Goal 1 >>
Could you copy the passage of the article on the death-row Pakistani from "Shafqat Hussain was" to "the coming days." word for word?

Death-row Pakistani makes plea for impartial investigation
April 15, 2015
Lawyers for a Pakistani who was sentenced to death as a juvenile have asked the country’s human rights body to take over an investigation into his case, citing concerns over the current Government-ordered inquiry.
Shafqat Hussain was arrested in 2004 as a minor, and sentenced to death for kidnap and murder on the basis of a ‘confession’ extracted after nine days of torture. Last month, after Mr Hussain’s legal team at Justice Project Pakistan (JPP) produced evidence suggesting he was under 18 at the time of the arrest, Pakistan’s Interior Minister Chaudry Nisar announced that the execution would be stayed, and an investigation conducted into the case. The stay of execution appears to be due to expire this weekend, and there are fears that a so-called ‘Black Warrant’ for Mr Hussain’s execution could be handed down in the coming days.
However, since then concerns have been raised about the neutrality of the probe by Pakistan’s Federal Investigations Authority (FIA), a body that lacks jurisdiction to look into human rights violations such as torture. Yesterday, it was revealed that the government investigators have confiscated and tampered with important evidence relating to the case; meanwhile, apparent leaks to the press by the FIA following the stay of execution suggested that it had already hastily concluded that Mr Hussain was not a child at the time of his arrest.

Records provided >>
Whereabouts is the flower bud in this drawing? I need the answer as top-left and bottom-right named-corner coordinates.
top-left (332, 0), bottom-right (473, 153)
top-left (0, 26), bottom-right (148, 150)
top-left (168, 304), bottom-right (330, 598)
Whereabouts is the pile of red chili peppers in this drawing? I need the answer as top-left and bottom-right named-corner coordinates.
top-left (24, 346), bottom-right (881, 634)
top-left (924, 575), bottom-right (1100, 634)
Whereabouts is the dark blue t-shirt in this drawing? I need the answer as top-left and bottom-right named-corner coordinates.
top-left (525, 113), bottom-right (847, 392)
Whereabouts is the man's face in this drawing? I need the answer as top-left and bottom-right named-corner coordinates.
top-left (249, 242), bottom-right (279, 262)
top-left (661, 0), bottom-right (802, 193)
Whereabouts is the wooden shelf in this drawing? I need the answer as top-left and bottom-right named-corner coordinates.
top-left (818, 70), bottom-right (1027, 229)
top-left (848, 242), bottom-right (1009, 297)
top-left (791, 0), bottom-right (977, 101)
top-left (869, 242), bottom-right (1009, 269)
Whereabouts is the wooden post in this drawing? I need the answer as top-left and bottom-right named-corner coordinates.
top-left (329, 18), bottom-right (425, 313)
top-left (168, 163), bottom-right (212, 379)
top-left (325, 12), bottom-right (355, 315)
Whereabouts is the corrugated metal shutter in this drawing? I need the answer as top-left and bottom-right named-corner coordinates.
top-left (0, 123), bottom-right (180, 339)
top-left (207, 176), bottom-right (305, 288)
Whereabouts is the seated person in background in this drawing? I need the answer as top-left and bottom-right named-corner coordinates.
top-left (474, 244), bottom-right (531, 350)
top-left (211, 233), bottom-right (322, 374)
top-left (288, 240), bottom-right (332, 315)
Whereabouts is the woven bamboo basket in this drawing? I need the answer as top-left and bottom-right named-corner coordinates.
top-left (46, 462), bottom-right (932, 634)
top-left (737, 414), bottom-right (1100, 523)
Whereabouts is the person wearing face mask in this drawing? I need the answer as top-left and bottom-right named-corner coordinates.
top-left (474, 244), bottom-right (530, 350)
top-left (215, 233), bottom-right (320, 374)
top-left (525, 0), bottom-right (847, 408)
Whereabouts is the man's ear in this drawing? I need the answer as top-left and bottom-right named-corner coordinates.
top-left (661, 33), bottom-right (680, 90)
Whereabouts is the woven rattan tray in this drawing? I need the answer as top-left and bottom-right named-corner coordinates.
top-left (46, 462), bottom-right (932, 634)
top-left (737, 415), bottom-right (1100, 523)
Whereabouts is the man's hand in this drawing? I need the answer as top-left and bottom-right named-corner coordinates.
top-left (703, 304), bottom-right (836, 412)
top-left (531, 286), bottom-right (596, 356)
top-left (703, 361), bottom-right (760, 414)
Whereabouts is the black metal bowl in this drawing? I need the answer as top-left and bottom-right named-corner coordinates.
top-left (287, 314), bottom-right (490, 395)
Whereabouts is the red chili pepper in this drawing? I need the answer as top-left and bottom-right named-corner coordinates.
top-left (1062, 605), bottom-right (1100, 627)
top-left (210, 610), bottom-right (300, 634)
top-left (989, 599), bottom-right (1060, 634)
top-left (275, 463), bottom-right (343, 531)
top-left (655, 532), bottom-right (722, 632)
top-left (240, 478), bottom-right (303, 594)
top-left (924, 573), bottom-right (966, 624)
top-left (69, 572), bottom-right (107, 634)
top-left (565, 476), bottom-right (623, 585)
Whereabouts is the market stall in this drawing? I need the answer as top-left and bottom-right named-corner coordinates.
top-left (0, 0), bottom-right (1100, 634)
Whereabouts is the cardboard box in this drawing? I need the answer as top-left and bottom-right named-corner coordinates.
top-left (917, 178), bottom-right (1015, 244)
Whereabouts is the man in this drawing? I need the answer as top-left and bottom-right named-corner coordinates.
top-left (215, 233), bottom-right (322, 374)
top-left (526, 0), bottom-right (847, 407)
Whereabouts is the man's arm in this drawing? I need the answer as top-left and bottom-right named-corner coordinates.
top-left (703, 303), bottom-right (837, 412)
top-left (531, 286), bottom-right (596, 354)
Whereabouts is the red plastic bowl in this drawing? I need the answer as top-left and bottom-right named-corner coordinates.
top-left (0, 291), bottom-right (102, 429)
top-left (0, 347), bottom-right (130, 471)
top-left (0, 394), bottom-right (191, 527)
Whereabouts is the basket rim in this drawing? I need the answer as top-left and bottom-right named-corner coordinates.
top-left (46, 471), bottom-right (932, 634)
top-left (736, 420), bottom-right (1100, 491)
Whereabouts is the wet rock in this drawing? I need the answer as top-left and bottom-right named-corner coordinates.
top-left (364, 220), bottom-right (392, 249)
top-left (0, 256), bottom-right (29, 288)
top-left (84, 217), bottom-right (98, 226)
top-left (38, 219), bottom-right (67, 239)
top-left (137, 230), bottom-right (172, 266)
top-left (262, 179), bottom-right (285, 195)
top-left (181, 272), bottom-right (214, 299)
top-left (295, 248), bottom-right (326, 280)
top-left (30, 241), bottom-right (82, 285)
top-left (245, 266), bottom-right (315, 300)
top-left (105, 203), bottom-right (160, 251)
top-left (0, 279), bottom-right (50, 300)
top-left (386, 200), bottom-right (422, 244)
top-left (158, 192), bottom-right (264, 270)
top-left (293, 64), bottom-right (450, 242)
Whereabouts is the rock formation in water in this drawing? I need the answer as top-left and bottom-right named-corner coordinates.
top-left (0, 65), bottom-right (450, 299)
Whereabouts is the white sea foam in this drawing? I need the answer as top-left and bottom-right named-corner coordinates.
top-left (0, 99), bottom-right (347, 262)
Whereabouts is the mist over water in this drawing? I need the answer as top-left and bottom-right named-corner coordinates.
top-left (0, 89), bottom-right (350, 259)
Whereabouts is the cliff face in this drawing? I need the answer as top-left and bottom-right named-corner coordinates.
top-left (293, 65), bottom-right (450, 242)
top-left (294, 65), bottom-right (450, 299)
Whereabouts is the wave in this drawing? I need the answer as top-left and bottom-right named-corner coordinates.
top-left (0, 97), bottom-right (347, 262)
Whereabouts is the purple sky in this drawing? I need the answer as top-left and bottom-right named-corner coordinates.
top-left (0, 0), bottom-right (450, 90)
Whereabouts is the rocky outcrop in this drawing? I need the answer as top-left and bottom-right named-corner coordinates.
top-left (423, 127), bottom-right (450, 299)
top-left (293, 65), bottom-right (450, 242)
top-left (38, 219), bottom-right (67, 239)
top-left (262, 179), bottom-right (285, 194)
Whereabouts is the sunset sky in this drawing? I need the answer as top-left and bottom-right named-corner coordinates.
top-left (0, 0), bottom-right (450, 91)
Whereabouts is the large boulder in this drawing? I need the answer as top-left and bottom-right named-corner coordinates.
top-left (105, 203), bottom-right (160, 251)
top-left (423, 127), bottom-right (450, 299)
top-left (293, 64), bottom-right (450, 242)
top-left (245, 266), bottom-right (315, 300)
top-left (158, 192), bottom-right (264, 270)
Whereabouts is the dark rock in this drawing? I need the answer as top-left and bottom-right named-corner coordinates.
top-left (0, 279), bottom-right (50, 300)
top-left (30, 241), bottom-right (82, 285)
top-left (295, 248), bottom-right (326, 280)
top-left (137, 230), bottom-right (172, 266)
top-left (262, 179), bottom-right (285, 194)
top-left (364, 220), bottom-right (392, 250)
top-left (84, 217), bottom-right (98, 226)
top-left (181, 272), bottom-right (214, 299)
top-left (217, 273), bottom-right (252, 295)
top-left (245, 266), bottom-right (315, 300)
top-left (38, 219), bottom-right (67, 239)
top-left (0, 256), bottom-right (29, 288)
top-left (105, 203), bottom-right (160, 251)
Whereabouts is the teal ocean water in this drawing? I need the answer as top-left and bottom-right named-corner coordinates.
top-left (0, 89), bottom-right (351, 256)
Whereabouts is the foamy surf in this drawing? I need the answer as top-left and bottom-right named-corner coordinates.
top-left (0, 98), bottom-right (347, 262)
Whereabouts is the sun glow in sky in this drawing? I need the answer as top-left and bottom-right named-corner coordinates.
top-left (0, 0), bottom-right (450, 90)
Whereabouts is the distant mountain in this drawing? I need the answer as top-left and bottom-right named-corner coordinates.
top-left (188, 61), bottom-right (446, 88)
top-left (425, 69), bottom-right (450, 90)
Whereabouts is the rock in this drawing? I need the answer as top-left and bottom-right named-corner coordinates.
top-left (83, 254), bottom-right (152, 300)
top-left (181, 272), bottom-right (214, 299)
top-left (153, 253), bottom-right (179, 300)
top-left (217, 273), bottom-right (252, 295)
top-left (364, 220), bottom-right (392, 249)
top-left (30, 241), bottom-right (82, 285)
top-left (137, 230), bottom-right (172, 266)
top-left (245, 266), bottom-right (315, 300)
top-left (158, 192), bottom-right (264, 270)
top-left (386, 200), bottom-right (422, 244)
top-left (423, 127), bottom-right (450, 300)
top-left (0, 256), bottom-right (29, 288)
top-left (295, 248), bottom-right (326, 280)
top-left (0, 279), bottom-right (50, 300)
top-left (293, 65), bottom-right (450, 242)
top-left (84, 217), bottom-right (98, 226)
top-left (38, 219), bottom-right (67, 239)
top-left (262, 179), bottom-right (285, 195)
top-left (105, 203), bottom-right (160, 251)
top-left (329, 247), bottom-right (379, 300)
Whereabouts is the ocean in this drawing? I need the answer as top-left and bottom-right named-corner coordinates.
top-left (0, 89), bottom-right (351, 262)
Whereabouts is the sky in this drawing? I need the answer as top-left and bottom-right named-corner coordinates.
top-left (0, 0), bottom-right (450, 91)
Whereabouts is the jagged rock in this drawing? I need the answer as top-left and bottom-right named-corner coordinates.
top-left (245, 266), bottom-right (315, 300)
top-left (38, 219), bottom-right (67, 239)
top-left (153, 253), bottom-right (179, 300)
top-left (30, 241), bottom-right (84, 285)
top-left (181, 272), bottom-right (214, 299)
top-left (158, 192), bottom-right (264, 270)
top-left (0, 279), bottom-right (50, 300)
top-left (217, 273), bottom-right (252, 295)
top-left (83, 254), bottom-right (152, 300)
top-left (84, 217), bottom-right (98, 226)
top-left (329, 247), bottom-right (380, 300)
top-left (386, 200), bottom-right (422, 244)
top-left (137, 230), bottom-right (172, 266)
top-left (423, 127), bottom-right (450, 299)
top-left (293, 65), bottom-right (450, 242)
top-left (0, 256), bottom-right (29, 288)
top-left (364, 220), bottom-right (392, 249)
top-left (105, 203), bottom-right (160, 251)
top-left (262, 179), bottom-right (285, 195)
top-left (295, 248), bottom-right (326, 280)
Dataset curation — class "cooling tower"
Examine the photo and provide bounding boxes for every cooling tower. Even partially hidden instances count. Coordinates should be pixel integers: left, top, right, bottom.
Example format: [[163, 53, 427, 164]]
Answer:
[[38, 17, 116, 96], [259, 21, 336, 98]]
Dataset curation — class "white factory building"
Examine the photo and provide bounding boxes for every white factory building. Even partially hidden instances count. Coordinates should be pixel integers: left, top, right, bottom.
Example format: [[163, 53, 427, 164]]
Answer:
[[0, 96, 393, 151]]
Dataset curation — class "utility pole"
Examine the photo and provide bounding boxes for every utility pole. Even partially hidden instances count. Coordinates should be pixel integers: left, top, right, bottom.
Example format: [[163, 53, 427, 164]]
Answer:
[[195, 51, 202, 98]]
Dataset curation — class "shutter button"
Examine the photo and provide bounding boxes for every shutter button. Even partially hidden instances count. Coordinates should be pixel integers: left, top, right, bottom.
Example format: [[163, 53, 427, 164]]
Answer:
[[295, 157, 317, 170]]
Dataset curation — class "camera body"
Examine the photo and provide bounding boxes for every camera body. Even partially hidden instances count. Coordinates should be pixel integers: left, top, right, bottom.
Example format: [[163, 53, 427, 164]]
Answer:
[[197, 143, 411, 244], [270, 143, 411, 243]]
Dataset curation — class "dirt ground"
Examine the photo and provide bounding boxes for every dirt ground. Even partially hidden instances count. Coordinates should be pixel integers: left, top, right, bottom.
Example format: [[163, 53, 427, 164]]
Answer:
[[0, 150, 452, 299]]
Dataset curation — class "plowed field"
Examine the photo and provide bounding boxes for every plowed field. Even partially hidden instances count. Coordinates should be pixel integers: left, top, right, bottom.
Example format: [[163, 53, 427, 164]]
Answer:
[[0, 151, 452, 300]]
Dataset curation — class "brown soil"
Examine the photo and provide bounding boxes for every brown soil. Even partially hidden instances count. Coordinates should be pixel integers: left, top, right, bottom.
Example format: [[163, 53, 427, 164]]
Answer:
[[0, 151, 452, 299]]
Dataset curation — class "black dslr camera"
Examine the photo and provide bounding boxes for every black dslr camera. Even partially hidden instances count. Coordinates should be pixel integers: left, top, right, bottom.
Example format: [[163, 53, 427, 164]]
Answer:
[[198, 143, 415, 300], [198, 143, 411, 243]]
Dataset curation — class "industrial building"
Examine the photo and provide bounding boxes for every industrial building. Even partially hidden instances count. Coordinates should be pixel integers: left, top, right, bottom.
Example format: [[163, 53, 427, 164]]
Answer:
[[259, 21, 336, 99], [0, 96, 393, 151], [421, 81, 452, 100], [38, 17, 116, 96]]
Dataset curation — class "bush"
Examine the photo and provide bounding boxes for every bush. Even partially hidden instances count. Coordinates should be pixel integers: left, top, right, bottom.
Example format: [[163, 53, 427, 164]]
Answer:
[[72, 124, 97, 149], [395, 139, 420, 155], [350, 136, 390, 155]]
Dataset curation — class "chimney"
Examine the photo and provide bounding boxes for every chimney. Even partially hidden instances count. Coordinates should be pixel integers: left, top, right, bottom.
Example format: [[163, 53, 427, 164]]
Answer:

Goal 2 >>
Could you add 115 to every coordinate in the answers and give again all lines of the listing from the line with "Whereabouts is the sun glow" to the line with "top-left (0, 89), bottom-right (351, 262)", requests included?

Full response 1 >>
Shafqat Hussain was arrested in 2004 as a minor, and sentenced to death for kidnap and murder on the basis of a ‘confession’ extracted after nine days of torture. Last month, after Mr Hussain’s legal team at Justice Project Pakistan (JPP) produced evidence suggesting he was under 18 at the time of the arrest, Pakistan’s Interior Minister Chaudry Nisar announced that the execution would be stayed, and an investigation conducted into the case. The stay of execution appears to be due to expire this weekend, and there are fears that a so-called ‘Black Warrant’ for Mr Hussain’s execution could be handed down in the coming days.

Full response 2 >>
Whereabouts is the sun glow in sky in this drawing? I need the answer as top-left and bottom-right named-corner coordinates.
top-left (115, 115), bottom-right (565, 205)
Whereabouts is the distant mountain in this drawing? I need the answer as top-left and bottom-right named-corner coordinates.
top-left (303, 176), bottom-right (561, 203)
top-left (540, 184), bottom-right (565, 205)
Whereabouts is the rock in this drawing? I need the answer as top-left and bottom-right named-corner coordinates.
top-left (198, 369), bottom-right (267, 415)
top-left (296, 387), bottom-right (329, 414)
top-left (268, 368), bottom-right (294, 415)
top-left (332, 388), bottom-right (367, 410)
top-left (479, 335), bottom-right (507, 364)
top-left (145, 356), bottom-right (197, 400)
top-left (252, 345), bottom-right (287, 381)
top-left (360, 381), bottom-right (430, 415)
top-left (273, 307), bottom-right (379, 385)
top-left (501, 315), bottom-right (537, 359)
top-left (538, 242), bottom-right (565, 415)
top-left (115, 371), bottom-right (144, 403)
top-left (410, 363), bottom-right (441, 395)
top-left (115, 394), bottom-right (165, 415)
top-left (408, 180), bottom-right (565, 357)
top-left (199, 332), bottom-right (213, 341)
top-left (153, 334), bottom-right (182, 354)
top-left (377, 294), bottom-right (400, 310)
top-left (220, 318), bottom-right (275, 366)
top-left (444, 362), bottom-right (494, 415)
Whereabouts is the ocean in this drawing? I need the answer as top-left and bottom-right named-corner coordinates.
top-left (115, 204), bottom-right (466, 377)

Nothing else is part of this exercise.